» **Do this**: Edit the entries from the line that contains "point_to MUST place one pin on each instance of the floating" through the end, replacing "floating dock" with "wooden pier" and leaving everything else unchanged.

------ Given data ------

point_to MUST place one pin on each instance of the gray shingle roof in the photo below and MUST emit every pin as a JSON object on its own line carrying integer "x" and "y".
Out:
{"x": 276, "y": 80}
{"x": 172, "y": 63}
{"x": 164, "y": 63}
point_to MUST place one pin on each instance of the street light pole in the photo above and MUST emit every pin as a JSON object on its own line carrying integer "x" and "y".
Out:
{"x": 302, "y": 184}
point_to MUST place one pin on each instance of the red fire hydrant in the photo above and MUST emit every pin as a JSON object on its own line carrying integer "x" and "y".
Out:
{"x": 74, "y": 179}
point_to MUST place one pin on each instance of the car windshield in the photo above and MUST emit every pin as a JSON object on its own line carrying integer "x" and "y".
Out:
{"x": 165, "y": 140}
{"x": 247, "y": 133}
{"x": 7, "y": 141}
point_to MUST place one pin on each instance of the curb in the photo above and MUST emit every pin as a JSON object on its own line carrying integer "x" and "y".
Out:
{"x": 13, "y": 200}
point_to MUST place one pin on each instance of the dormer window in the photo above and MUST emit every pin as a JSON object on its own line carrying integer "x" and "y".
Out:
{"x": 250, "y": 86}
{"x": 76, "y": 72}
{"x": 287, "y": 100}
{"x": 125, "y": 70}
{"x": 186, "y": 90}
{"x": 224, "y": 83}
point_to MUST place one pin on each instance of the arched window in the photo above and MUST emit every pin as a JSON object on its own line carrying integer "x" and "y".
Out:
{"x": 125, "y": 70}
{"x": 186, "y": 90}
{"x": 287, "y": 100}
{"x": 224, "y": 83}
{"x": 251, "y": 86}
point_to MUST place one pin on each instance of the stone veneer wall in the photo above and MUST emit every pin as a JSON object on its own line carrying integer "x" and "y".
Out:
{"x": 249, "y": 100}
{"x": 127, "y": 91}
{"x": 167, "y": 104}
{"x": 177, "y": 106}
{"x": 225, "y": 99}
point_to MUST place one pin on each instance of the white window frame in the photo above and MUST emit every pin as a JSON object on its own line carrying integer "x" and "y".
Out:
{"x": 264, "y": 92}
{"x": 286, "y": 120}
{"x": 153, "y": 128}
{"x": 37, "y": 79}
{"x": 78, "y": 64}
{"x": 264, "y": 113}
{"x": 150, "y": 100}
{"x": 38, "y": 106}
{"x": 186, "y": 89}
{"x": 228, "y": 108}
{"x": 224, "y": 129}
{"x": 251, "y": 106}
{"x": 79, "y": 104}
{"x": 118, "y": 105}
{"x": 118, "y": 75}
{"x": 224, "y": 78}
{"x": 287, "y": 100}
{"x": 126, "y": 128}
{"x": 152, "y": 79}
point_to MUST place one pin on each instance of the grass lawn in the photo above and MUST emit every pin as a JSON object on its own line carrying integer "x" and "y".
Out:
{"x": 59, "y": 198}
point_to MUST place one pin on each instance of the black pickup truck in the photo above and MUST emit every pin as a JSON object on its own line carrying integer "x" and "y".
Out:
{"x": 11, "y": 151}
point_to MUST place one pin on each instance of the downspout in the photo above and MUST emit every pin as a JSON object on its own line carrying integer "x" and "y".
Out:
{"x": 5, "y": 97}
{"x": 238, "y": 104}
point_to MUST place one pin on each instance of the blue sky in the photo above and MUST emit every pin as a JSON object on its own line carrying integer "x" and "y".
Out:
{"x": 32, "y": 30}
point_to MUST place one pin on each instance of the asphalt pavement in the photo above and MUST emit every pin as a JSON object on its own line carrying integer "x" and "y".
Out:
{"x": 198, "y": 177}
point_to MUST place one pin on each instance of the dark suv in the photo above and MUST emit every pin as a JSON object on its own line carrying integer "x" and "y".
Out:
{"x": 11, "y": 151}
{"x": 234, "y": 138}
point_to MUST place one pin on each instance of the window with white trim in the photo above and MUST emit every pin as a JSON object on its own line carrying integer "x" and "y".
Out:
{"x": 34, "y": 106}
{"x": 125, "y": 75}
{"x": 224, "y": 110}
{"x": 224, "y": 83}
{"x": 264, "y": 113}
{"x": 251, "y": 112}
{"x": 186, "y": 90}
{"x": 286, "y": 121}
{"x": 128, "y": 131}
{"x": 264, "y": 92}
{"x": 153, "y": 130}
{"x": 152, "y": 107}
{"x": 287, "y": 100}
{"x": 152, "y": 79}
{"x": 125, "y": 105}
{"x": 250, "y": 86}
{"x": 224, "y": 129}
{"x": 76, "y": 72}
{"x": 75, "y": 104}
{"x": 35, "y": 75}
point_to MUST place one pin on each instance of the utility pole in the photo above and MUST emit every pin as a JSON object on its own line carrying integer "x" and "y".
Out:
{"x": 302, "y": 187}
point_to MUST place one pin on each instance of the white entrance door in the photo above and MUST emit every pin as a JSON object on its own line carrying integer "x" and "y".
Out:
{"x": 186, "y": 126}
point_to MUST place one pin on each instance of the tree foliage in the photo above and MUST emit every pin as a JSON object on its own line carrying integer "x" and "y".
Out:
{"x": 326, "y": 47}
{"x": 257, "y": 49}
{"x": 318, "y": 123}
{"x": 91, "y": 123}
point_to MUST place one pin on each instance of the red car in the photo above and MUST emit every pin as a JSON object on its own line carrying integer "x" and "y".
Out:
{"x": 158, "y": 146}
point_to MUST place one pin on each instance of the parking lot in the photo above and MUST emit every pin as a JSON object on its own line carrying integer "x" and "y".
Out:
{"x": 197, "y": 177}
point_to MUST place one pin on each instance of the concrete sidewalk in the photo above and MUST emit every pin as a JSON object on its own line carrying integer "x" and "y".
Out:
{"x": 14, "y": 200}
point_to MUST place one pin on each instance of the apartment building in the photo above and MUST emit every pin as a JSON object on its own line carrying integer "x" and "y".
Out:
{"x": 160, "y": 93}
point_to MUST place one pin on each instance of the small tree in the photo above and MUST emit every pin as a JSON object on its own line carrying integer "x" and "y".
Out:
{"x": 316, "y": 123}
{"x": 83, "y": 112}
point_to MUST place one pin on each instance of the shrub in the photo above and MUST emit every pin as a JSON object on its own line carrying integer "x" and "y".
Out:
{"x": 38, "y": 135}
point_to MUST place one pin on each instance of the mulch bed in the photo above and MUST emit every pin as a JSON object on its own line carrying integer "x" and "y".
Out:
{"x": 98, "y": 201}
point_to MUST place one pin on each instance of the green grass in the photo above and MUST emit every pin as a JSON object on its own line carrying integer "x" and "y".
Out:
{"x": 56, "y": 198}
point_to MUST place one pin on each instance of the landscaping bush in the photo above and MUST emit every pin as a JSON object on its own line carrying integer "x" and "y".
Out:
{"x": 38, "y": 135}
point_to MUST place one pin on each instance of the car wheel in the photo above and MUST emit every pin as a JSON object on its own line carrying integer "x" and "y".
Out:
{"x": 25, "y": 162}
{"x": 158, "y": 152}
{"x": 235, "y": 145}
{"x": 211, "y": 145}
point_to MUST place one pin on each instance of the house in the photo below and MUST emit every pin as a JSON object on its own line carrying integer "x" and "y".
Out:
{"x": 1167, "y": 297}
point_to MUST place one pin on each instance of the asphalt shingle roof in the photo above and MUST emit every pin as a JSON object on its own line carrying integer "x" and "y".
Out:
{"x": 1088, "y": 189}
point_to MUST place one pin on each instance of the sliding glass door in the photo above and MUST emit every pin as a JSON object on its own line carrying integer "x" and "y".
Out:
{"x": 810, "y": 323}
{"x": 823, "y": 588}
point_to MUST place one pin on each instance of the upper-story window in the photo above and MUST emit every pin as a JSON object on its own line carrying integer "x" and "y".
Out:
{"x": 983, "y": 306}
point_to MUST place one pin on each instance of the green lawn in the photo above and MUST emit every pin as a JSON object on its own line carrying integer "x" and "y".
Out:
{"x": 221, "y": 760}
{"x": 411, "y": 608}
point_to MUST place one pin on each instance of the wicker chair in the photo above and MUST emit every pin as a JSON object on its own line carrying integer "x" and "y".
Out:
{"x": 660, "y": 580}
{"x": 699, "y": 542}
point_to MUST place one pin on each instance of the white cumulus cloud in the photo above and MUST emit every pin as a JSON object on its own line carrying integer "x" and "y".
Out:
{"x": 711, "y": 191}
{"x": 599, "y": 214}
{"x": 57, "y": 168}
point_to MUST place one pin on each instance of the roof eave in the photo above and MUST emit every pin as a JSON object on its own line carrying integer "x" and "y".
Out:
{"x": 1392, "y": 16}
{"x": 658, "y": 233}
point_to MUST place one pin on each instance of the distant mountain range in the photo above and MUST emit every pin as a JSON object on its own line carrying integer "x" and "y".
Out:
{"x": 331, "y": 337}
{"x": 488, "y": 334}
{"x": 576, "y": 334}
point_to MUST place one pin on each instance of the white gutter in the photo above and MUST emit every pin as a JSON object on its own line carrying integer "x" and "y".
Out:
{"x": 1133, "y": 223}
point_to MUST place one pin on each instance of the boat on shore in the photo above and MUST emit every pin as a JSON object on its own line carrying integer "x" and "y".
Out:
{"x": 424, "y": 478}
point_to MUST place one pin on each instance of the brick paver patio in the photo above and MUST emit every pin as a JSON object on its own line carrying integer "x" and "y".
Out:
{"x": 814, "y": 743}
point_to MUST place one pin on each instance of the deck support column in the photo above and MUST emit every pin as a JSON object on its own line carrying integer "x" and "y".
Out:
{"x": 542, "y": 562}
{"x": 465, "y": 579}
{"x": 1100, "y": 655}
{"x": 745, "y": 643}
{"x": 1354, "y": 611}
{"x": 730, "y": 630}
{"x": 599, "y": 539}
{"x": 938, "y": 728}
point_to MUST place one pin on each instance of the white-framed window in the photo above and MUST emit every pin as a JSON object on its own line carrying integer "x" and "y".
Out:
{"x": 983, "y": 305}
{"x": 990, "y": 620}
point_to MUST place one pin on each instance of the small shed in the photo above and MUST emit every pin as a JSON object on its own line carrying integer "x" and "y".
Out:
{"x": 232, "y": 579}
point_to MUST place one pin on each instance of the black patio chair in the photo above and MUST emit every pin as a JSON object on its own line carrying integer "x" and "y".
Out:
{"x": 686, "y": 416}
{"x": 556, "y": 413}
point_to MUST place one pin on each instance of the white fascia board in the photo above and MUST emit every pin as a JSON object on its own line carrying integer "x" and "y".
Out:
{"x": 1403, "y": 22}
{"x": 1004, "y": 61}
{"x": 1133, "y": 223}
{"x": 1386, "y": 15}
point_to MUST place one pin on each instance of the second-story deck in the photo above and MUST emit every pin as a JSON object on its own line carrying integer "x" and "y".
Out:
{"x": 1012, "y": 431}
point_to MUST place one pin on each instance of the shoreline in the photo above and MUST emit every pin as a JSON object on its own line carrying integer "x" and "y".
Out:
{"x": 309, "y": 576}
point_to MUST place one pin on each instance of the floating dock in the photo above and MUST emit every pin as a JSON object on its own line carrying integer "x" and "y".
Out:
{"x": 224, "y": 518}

------

» **Response below**:
point_to MUST place one pin on each instance of the wooden pier in the photo above and MUST emit every pin as a JSON object on its own line carrying integer "x" and "y".
Out:
{"x": 224, "y": 518}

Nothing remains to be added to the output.